» **PROBLEM REQUIREMENTS**
Please edit the material below by replacing every "dried thistle" with "dried teasel" and leaving everything else as it is.

» **SUPPLIED INFORMATION**
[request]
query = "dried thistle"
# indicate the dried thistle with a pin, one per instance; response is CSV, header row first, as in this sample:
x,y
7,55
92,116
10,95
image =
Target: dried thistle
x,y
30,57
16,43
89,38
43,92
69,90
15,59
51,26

» **SOLUTION FOR THIS EXERCISE**
[request]
query = "dried teasel"
# indicate the dried teasel with a pin, one per instance; response is CSV, header row first, as in this sample:
x,y
7,55
92,116
10,95
image =
Target: dried teasel
x,y
30,57
16,43
89,38
43,92
69,90
15,59
51,26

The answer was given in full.